___ DOCUMENT TEXT ___

I don't see much in the Scanlog now, but why did you "exclude" this item?

O4 - Startup: DIALER.EXE

I'm not sure what it is, but it is not a "standard" startup and could be hijacking the dialup connection.

You should also check and "fix" this:

O4 - HKLM\..\RunServices: [Machine Debug Manager] C:\WINDOWS\SYSTEM\MDM.EXE

O18 - Protocol: http - {79EAC9E2-BAF9-11CE-8C82-00AA004BA90B} - C:\WINDOWS\SYSTEM\urlmon.dll
<--------------------------------------------------------------

>> have you tried disabling ZoneAlarm and testing?

And you aren't really giving much detail on the Windows Update problem; what error message do you receive?

___ GIVEN INFORMATION ___

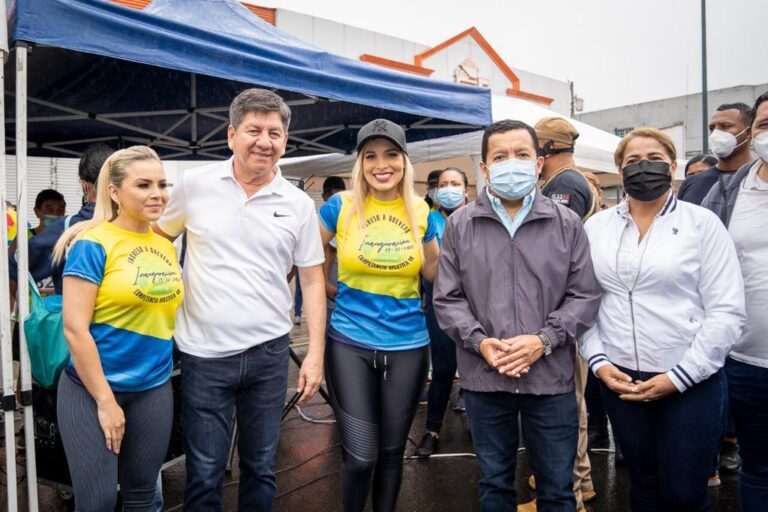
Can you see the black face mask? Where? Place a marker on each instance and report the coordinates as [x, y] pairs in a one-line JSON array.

___

REQUIREMENT A:
Summarize the forum reply in two sentences.
REQUIREMENT B:
Answer these questions from the forum reply:
(i) Which startup item does the writer ask about having been excluded?
(ii) What file path is given for the Machine Debug Manager entry?
(iii) Which program does the writer ask whether the reader has tried disabling?
REQUIREMENT C:
Decide whether each statement agrees with the forum reply. Answer yes or no, and quote the words that decide it.
(i) The writer describes DIALER.EXE as a standard startup item.
(ii) The writer says a great deal is visible in the scan log now.
(iii) The writer asks what error message appears with the Windows Update problem.

TASK RESPONSE A:
The writer asks why the DIALER.EXE startup item was excluded, noting that it is not a standard startup and could be hijacking the dialup connection, and advises checking and fixing the Machine Debug Manager entry and the http protocol entry. The writer also asks whether disabling ZoneAlarm has been tried and what error message the Windows Update problem produces.

TASK RESPONSE B:
(i) DIALER.EXE
(ii) C:\WINDOWS\SYSTEM\MDM.EXE
(iii) ZoneAlarm

TASK RESPONSE C:
(i) No: "it is not a "standard" startup"
(ii) No: "I don't see much in the Scanlog now"
(iii) Yes: "what error message do you receive?"